**Problem requirements**
Strip the pictures and reproduce the rest of the listing exactly.

**Extracted records**
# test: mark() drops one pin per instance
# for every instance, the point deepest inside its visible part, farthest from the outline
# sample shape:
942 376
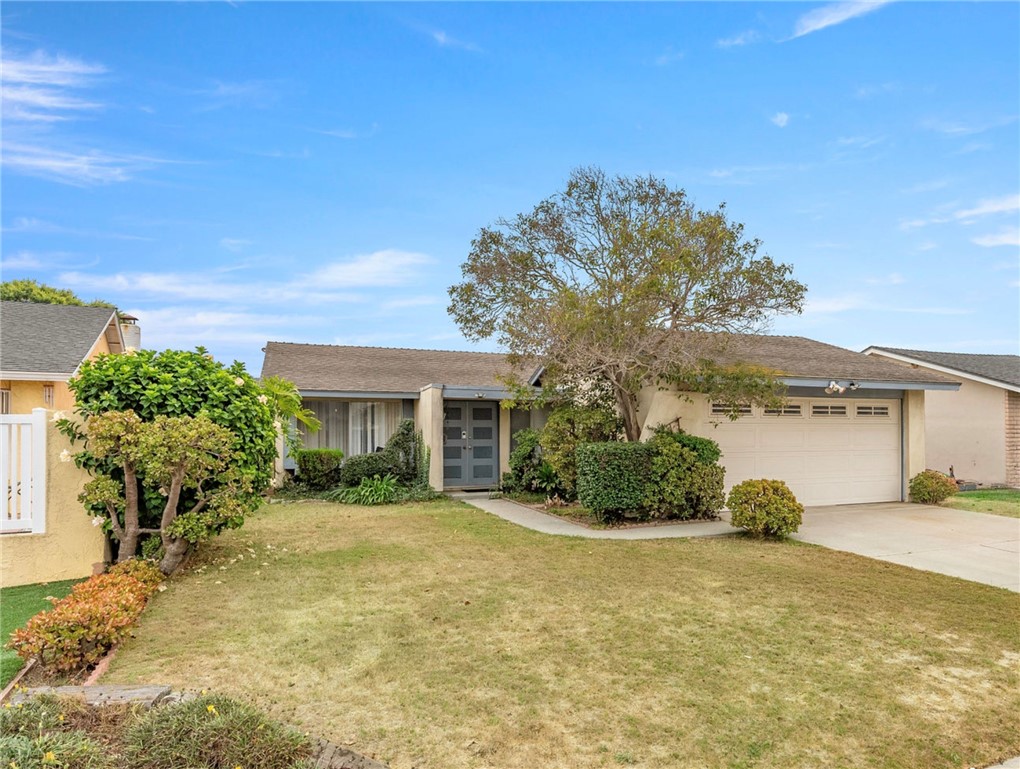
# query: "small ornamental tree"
174 383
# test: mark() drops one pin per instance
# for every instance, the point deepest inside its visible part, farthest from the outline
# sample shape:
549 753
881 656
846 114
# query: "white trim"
880 352
34 376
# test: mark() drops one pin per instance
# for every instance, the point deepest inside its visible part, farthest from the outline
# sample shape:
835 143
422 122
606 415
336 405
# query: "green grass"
17 606
436 635
996 501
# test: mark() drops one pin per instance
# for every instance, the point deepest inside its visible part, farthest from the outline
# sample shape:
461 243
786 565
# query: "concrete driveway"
972 546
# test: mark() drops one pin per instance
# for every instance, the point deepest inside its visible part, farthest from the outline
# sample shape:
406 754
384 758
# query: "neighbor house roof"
1002 369
50 341
337 368
802 358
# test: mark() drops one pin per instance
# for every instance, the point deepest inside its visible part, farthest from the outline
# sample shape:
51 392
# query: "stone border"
326 755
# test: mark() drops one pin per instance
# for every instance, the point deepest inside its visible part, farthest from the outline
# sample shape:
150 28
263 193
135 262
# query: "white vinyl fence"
22 472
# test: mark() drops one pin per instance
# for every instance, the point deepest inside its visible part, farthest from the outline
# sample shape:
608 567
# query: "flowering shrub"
81 628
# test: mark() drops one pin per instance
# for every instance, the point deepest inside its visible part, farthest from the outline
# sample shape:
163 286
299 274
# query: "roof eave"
882 352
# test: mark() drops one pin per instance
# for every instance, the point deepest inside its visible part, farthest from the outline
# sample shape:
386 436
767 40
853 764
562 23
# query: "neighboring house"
42 347
976 430
860 445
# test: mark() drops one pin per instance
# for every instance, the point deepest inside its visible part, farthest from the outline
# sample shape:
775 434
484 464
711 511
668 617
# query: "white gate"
22 472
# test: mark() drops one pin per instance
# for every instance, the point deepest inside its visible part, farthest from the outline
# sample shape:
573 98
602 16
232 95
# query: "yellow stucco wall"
71 545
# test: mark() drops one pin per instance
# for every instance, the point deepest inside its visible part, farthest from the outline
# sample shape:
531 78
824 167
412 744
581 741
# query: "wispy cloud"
340 280
1010 237
31 224
444 40
986 207
835 13
745 38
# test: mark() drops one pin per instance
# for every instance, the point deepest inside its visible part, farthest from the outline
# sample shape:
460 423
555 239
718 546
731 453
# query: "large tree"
622 280
27 290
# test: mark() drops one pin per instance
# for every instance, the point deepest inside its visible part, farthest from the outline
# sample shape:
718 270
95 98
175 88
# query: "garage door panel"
824 460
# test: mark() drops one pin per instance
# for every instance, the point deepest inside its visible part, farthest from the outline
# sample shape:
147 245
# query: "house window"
827 409
791 409
872 410
725 409
352 426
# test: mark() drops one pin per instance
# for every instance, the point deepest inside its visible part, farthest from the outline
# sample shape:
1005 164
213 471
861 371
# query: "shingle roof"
379 369
804 358
1004 368
50 339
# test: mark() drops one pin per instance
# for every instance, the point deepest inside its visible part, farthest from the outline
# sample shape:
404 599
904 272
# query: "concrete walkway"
977 547
971 546
554 524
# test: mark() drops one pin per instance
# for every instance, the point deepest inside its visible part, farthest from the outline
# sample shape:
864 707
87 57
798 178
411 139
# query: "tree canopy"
621 282
27 290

**The result**
# test: mark() drops one pin per instance
# for every instance, the point deepest inside its visible part, farthest from the outline
# sample shape:
942 376
# query: "small ornamental tree"
174 383
# test: mark() drops one pin per instance
# for every instance, the point deepest inside its visible part, farthest from the outline
# sample shape:
549 753
881 656
846 114
# query: "white trim"
880 352
34 376
# test: mark() drops one pin per instance
# for every instance, the point deepest inside its visible part, farthest from the outline
# sample shape:
835 143
422 122
606 415
336 405
# query: "green grass"
17 606
436 635
996 501
# test: mark() drops one pin per instance
# for every instance, the point deepest inside its visible part, farthest from the outline
# sample shape:
461 243
786 565
# query: "concrete driveway"
972 546
# test: mark() drops one pin per instance
# for every instance, the point deepest inside its visible part, farthest from the outline
# sample shape:
406 754
384 758
# query: "neighbor house roof"
1002 369
50 341
337 368
802 358
# test: mark() drops one pin per instance
# for every instance, the point deepest inside its visible part, farthest from the outline
# sample shape:
51 392
# query: "stone border"
326 755
# test: mark() drops one pin per instance
# for every instance, the point deepest inside its visible part, farthest from the outline
# sample shape:
150 28
263 193
135 262
# query: "white vinyl fence"
22 472
# test: mark() drops one pin per instance
# for every instance, the point deepest inside its visible part, farthest from the outline
# sample shape:
608 567
# query: "flowering shrub"
81 628
# test: mark() drops one pin per instance
# for every instance, the point deepest inside its visible part, farthest from the outline
# sample shape:
163 286
299 274
# query: "roof eave"
882 352
# test: mark() drops one pin per instance
# for every instance, the point deepest inside its visible part, farthest from the outline
# sample shape:
386 436
767 40
853 764
562 23
# query: "neighboring house"
42 347
976 430
860 445
# test: mark() drops one pin per instance
# for every instance, the point deepest inside its visible part, farthest from the outline
# sample shape:
775 434
484 464
711 511
668 617
# query: "white gate"
22 472
# test: mark() drops one pin per instance
# for every instance, the point deepest inside its visible part, farthest from the outline
# sample shape:
573 98
602 16
232 95
# query: "yellow stucco wall"
71 545
# test: mark() drops one pin per instance
# for every instance, the point deepest inside its visible part, farthest from the outline
# sample shape:
531 78
824 167
412 744
581 741
# query: "wispy cloud"
340 280
1010 237
31 224
444 40
986 207
835 13
745 38
# test: mark() drops one pin per instance
# for every instance, the point deepest inside its visible part, farthest from the outline
# sample shape:
460 423
555 239
718 546
731 453
# query: "large tree"
622 280
27 290
# test: mark() drops one pin per instance
# for every instance, the point deepest inside its visible part, farthest from the outline
# sample shape:
718 270
95 98
175 88
# query: "garage door panel"
824 460
# test: mark() drops one pin per instance
# for every instance, the point deepest inside its visible part, farthest from the outline
# sample shape:
147 245
# query: "house window"
827 409
791 409
872 410
725 409
352 426
# test: mark() drops one pin per instance
# for every instance, the point deepest inside its visible part, farthest from the outline
# sample shape:
1005 164
213 471
861 371
# query: "shingle roof"
379 369
804 358
1004 368
50 339
# test: mark() drops one pin per instance
# for every instance, the point deepest inside its visible part, farthest from the outline
# sample shape:
404 599
904 272
# query: "concrete walkway"
977 547
971 546
554 524
# test: mark() drops one pin per instance
# for every instance, the point deepest inside its visible part, farthest from the outline
# sample shape:
864 707
87 57
798 178
411 139
# query: "tree canopy"
621 282
27 290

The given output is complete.